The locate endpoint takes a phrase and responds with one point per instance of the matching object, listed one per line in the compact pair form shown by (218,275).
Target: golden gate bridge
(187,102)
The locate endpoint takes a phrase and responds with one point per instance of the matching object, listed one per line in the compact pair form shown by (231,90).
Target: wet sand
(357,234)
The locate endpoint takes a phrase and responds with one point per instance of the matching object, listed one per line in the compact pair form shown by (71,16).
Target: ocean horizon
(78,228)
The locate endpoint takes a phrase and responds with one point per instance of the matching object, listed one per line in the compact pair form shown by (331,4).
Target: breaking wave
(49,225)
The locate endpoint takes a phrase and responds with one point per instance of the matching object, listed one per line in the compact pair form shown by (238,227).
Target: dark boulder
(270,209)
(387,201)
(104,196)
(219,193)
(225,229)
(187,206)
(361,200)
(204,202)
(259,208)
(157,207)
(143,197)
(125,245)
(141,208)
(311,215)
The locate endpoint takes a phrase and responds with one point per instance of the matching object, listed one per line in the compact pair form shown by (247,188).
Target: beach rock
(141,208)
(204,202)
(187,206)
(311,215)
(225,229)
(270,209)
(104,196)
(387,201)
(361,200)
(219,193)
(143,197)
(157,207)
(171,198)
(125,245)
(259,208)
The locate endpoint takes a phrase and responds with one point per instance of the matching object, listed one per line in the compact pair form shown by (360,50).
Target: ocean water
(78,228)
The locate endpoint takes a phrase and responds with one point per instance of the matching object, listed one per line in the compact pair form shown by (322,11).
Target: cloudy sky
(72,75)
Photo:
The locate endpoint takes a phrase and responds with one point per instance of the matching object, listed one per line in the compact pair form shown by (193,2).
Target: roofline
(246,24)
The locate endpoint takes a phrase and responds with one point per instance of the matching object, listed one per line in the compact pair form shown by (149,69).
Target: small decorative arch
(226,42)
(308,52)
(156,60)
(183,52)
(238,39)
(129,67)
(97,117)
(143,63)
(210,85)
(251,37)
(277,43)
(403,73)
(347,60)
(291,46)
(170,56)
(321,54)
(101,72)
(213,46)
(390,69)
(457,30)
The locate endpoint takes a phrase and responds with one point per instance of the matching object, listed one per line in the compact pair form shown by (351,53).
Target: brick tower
********************
CHALLENGE: Reproduce the entire listing above word for word, from its first line to its last.

EXERCISE RESULT:
The locate endpoint takes a phrase and responds with one point per instance of the matching object, listed one per line in the compact pair form shown by (218,275).
Target: golden gate bridge
(187,102)
The locate endpoint takes a phrase and responds with one point per instance of the matching object, listed one per line in the compact pair form shown by (231,90).
Target: wet sand
(357,234)
The locate endpoint takes a phrase and responds with one point per instance of the matching object, listed one per line in the compact pair form shown by (71,16).
Target: ocean horizon
(78,228)
The locate endpoint takes a phrase and responds with one point per instance of the matching object, listed one per line in the compact pair form shown by (331,4).
Target: breaking wave
(49,225)
The locate endpoint takes a phrase and responds with one point per instance of the matching object, listed one per line in the compact pair form shown by (238,227).
Target: dark boulder
(270,209)
(387,201)
(104,196)
(219,193)
(225,229)
(187,206)
(361,200)
(204,202)
(259,208)
(157,207)
(143,197)
(125,245)
(141,208)
(311,215)
The locate endpoint takes a phrase and responds with one point per instance of the matching object, listed one per line in the compact pair form shown by (247,188).
Target: beach rock
(141,208)
(204,202)
(187,206)
(311,215)
(225,229)
(270,209)
(104,196)
(387,201)
(361,200)
(219,193)
(143,197)
(157,207)
(171,198)
(125,245)
(259,208)
The locate endpoint takes a phrase and responds with one point per instance of the matching object, listed one per line in the compact pair form shown by (360,50).
Target: ocean water
(78,228)
The locate endpoint takes a phrase and responds with one point per instance of the matching object, listed one per line in the compact pair form shown by (322,11).
Target: cloudy sky
(72,75)
Photo:
The locate endpoint takes a phrase and responds with one point per instance of the matching object, listed one per line in the compact pair form shown by (193,2).
Target: roofline
(246,24)
The locate endpoint takes a phrase and responds with one point per instance of the matching object, listed one per line in the compact pair form shown by (149,69).
Target: small decorative arch
(226,42)
(308,52)
(156,60)
(183,52)
(238,39)
(129,67)
(97,117)
(143,63)
(210,85)
(251,37)
(277,43)
(403,73)
(347,60)
(291,46)
(170,56)
(321,54)
(101,72)
(213,46)
(390,69)
(457,30)
The locate endpoint takes a phrase and responds with one point per instance of the matching object, listed one per line in the compact pair form shown by (351,53).
Target: brick tower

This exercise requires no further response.